EXCERPTED PASSAGE:
= = = =
Stunning positive COVID-19 test for KC gymnast in Tokyo hints at ‘freaky’ scene ahead
Before U.S. Olympic gymnastics alternate Kara Eaker on Sunday became the first American athlete known to have tested positive for COVID-19 in Japan, the recent Grain Valley High graduate had long since been vaccinated.
And she had tested negative repeatedly before flying overseas, and again since landing last week off a flight on which the gymnasts each had three seats to themselves.
Along the way, she had embraced “all the precautions you could ever imagine,” said Al Fong, her coach at GAGE Center in Blue Springs.
Among what he called “all the hoops we had to jump through,” he added, the gymnasts had to sit six feet apart during meals while all faced in one direction and wore gloves even to pick up their food and drinks. Like the other three replacement athletes, Fong said, Eaker sat apart from the front-line six in the meal area and trained in a separate group. All wore masks while distanced from the others on the team bus. They had their temperatures taken about any time they changed venues and were tested, tested, tested and tested, Fong said.
Moreover, the delegation was not allowed outside the hotel grounds, as monitored and recorded by Japanese hosts that Fong likened to babysitters. And the girls were buffered from other hotel guests via their own designated pathways through the hotel.
So no wonder all concerned felt blindsided, as Fong called it, and devastated, as his wife and fellow coach Armine Barutyan put it.
“She’s in that 1% category,” he said, referring to the small percentage of those vaccinated for the virus who subsequently test positive.
With that comes a few things he wants you to know.
“If anybody gets the notion that Kara was careless, or any part of our delegation was careless, that’s just not true,” the coach of multiple Olympians said from Japan on Monday evening Central Time (Tuesday morning there). “Wherever this came from, who knows?”
Moreover, he reports that even in quarantine now her spirits are good.
“She’s very disappointed, as you can imagine, but she’s a very intelligent girl and very mature girl,” he said. “She understands the reality of the situation and is making the best of it and holding up a brave face.”
= = = =
DATA:
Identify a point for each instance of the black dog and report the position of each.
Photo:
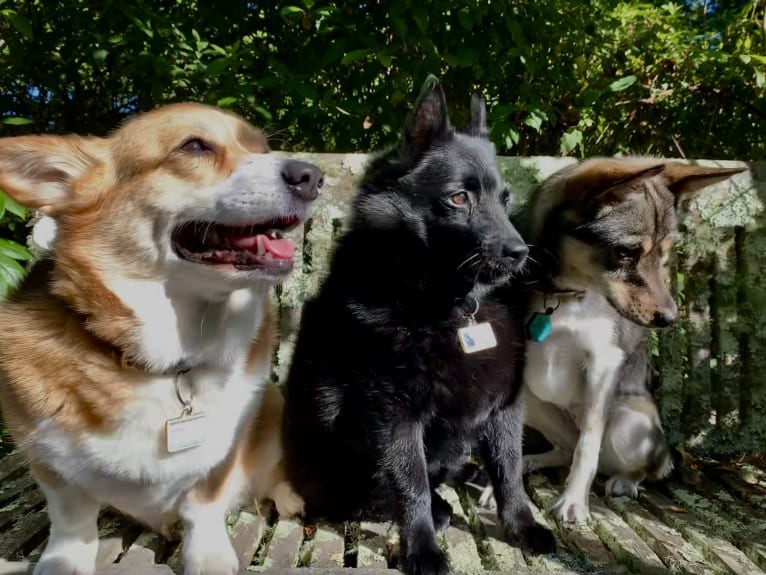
(381, 400)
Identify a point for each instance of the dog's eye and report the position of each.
(460, 199)
(195, 146)
(471, 184)
(627, 253)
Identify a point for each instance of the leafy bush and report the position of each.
(663, 77)
(13, 253)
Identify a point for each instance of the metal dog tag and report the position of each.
(476, 337)
(185, 432)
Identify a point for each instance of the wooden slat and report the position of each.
(28, 527)
(329, 546)
(457, 540)
(582, 538)
(677, 553)
(501, 555)
(246, 535)
(12, 488)
(746, 529)
(20, 508)
(373, 544)
(622, 541)
(285, 545)
(716, 549)
(561, 562)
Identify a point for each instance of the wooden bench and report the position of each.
(710, 518)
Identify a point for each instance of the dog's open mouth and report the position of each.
(256, 246)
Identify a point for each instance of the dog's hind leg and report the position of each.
(73, 541)
(556, 426)
(572, 505)
(501, 451)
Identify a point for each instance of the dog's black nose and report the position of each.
(517, 253)
(304, 179)
(663, 318)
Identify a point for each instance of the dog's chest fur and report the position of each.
(126, 463)
(585, 332)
= = = =
EXERCISE TASKS:
1) Answer these about the news story on Kara Eaker's positive test:
(a) How many seats did each gymnast have to herself on the flight to Japan?
(b) What is the name of the gym where Al Fong coaches Eaker?
(c) How is Armine Barutyan related to Fong?
2) Print the part of the news story on Kara Eaker's positive test between "With that comes" and "spirits are good.", inclusive.
3) Go on with the news story on Kara Eaker's positive test, starting after its last sentence.

ANSWERS BELOW:
1)
(a) Three seats each.
(b) GAGE Center in Blue Springs.
(c) She is his wife and fellow coach.

2)
With that comes a few things he wants you to know.
“If anybody gets the notion that Kara was careless, or any part of our delegation was careless, that’s just not true,” the coach of multiple Olympians said from Japan on Monday evening Central Time (Tuesday morning there). “Wherever this came from, who knows?”
Moreover, he reports that even in quarantine now her spirits are good.

3)
In fact, physically she is feeling 100 percent and has displayed no symptoms, which is part of why they had hopes the other day that this was all about a false positive:
Eaker first tested positive two days after they arrived, he said, but was tested again soon thereafter and was negative. All exhaled.
But the next day she tested positive again … and again … and again.
Also in quarantine now is GAGE teammate Leanne Wong, another alternate. Eaker and Wong, who is not vaccinated, were roommates for one night, Fong said, constituting close contact that led to the quarantine. They were separated after the first time Eaker tested positive, but Wong has not tested positive.
Each had been training tremendously, Fong said, gaining valuable experience and, even at distance, enjoying the camaraderie of being part of the team led by Simone Biles.
Now, the starting six have moved to another hotel close to the Olympic Village while the four alternates remain where they were.
In the case of Eaker and Wong, each is confined to her own hotel room until they leave Japan … and the spectator-free Games that Fong says will come with “zero experiences that people are usually used to when they go to an Olympics.”
It’s a particularly dreary situation to imagine for the two local girls.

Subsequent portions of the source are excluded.